Records from a data source.

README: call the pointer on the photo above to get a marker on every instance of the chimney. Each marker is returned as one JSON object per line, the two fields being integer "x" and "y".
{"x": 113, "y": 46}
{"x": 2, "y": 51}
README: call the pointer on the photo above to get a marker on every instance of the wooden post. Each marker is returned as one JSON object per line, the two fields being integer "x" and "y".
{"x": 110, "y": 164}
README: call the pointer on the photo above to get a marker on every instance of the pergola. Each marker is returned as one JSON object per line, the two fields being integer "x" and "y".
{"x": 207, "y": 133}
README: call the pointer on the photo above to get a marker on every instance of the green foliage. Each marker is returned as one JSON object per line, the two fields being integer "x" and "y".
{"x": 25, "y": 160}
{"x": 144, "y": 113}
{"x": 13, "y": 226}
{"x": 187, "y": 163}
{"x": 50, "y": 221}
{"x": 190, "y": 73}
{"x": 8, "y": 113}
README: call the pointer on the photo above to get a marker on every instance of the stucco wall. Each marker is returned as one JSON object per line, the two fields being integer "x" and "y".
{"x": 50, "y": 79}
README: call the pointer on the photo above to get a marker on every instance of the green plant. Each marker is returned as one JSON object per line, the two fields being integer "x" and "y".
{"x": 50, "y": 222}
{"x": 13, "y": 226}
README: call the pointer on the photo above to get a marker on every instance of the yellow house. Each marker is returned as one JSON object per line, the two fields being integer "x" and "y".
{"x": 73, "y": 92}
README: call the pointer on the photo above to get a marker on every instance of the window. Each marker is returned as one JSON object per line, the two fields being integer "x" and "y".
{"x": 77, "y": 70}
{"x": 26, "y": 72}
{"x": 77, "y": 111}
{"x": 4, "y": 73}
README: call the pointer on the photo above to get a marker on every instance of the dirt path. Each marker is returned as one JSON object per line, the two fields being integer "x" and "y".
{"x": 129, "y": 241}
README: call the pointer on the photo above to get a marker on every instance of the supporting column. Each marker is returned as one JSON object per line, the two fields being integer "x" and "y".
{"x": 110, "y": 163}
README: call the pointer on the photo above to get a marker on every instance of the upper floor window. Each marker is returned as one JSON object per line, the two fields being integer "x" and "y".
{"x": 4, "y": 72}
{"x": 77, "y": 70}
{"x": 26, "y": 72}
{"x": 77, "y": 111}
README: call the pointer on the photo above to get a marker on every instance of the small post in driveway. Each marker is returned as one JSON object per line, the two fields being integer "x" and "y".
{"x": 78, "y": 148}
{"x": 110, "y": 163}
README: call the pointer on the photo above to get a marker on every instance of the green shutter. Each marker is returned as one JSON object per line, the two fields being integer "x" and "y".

Try it. The data must be output in full, exactly as given.

Result.
README: call the pointer on the photo above to get a marker on every instance of the chimney. Each marker is returned as one JSON object per line, the two fields being integer "x" and "y".
{"x": 113, "y": 46}
{"x": 2, "y": 51}
README: call the pointer on the photo above to get a marker on every instance of the wooden post. Each marker is returned as one JSON object per line, the two fields being integer "x" and "y".
{"x": 110, "y": 164}
README: call the pointer on the photo above to get a marker on every instance of the pergola. Each marker is returned as one JSON object per line, the two fields being integer "x" and "y".
{"x": 207, "y": 133}
README: call the pointer on the photo above to get a marker on every instance of the green foliage. Each marker is returned as one JSON object per line, the two fields being integer "x" and "y".
{"x": 25, "y": 160}
{"x": 144, "y": 113}
{"x": 13, "y": 226}
{"x": 187, "y": 163}
{"x": 50, "y": 221}
{"x": 190, "y": 73}
{"x": 8, "y": 113}
README: call the pointer on the photo above to get a marker on every instance of the stucco wall. Each marker is returned as one JSON object per line, the two fields being integer "x" and "y".
{"x": 50, "y": 79}
README: call the pointer on the photo above to get a marker on every instance of the green plant. Each marker is returned as one JSON object per line, the two fields being integer "x" and "y".
{"x": 50, "y": 222}
{"x": 13, "y": 226}
README: call the pointer on the photo above to get a marker on every instance of the yellow house. Each marker is returned as one JSON object per line, the two fields being integer "x" and "y".
{"x": 73, "y": 92}
README: call the pointer on the photo above to get a marker on every instance of the window. Each marker is returned as one JSON object per line, the two fields being integer "x" and "y".
{"x": 77, "y": 70}
{"x": 26, "y": 72}
{"x": 77, "y": 111}
{"x": 4, "y": 73}
README: call the pointer on the photo above to get a marker on every instance of the dirt path. Each marker is returned as one JSON object per line, the two fields being integer "x" and "y".
{"x": 129, "y": 241}
README: call the pointer on the photo above to get a marker on every instance of the supporting column. Each marker is returned as one JSON object per line, the two fields being integer "x" and "y".
{"x": 110, "y": 163}
README: call the pointer on the photo above to get a marker on every instance of the upper floor window. Each marker is returned as one JSON object per line, the two fields being integer "x" and "y".
{"x": 4, "y": 72}
{"x": 77, "y": 70}
{"x": 26, "y": 72}
{"x": 77, "y": 111}
README: call the pointer on the photo above to get a marker on every instance of the small post in driveway. Each marker is returned as one JSON object per line, the two fields being integer "x" and "y".
{"x": 78, "y": 148}
{"x": 110, "y": 163}
README: call the pointer on the photo above to get a marker on every instance of the green shutter. Each marker is returned as one JSON object per line, the two fields being integer "x" and "y".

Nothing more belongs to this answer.